_AIM OF THE TASK_: Repeat word for word every line from the one holding "of the rustic" to the end of the material below.

_DATA SHOWN_:

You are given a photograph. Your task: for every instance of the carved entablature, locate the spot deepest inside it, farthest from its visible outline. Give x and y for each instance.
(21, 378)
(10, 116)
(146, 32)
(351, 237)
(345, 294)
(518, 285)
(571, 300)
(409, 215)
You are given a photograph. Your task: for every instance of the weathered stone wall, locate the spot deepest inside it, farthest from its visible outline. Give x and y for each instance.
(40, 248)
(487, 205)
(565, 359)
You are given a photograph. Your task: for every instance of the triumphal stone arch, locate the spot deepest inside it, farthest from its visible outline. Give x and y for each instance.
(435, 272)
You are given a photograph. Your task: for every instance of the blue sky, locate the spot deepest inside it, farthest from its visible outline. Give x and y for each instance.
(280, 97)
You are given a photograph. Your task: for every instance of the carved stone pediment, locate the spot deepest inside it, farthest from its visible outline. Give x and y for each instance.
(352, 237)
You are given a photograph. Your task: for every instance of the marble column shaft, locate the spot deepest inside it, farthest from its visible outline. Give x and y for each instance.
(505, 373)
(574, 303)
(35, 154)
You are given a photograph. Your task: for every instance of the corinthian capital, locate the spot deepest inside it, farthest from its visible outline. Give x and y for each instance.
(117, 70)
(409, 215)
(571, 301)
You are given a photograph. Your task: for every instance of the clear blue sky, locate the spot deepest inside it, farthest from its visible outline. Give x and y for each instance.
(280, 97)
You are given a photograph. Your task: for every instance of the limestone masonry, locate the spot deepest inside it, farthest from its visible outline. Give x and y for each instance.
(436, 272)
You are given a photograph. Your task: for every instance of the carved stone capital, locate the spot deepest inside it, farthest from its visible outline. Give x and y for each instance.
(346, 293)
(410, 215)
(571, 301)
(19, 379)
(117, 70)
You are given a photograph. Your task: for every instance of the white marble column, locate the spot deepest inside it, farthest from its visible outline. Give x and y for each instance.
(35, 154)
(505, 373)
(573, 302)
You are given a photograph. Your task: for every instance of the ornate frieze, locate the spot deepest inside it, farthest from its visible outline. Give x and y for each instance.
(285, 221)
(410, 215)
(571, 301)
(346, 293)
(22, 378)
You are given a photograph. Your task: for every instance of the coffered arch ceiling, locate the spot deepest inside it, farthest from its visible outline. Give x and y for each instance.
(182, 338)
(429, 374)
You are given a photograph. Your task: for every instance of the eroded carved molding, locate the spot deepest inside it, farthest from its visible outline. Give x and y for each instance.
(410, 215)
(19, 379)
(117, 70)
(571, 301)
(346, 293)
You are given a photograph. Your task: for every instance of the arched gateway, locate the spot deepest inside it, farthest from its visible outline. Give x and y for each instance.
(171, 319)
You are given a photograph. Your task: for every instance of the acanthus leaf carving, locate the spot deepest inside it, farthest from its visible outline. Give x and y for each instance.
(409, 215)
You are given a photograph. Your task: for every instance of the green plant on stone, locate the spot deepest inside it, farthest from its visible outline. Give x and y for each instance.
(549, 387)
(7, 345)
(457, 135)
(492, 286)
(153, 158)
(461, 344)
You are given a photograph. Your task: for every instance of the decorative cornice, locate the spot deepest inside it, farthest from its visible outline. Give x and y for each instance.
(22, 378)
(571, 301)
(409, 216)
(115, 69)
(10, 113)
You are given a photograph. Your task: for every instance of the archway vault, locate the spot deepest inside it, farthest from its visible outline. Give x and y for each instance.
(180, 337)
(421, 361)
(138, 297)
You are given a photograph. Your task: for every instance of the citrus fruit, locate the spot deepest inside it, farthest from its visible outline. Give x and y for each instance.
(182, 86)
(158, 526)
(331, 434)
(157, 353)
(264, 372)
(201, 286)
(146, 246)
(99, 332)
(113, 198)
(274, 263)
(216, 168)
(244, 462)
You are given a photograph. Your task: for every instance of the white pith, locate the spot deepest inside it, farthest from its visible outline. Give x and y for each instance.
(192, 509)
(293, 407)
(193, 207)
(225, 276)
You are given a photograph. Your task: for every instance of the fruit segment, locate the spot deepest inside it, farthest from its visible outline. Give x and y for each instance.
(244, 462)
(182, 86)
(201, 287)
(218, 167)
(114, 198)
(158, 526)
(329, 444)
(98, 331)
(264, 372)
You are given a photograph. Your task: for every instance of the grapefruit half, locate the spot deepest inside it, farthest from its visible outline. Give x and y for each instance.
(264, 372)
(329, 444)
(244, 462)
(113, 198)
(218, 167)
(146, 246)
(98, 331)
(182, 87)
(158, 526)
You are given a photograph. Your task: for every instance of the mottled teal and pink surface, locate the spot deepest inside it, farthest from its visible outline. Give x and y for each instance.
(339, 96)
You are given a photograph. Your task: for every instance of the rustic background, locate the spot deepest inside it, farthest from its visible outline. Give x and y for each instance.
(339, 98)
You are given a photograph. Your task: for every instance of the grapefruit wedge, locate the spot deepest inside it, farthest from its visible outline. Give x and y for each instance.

_RESPONSE_:
You are given a photograph. Your task: for every instance of the rustic background, locate the spot deepest inside it, farthest from its visible outline. Give x and y for each instance.
(339, 98)
You are given a photograph. Your task: for every instance of the grapefruit wedge, locate the spot deepest inside it, farthest from its visible outline. Give x and y for each instance.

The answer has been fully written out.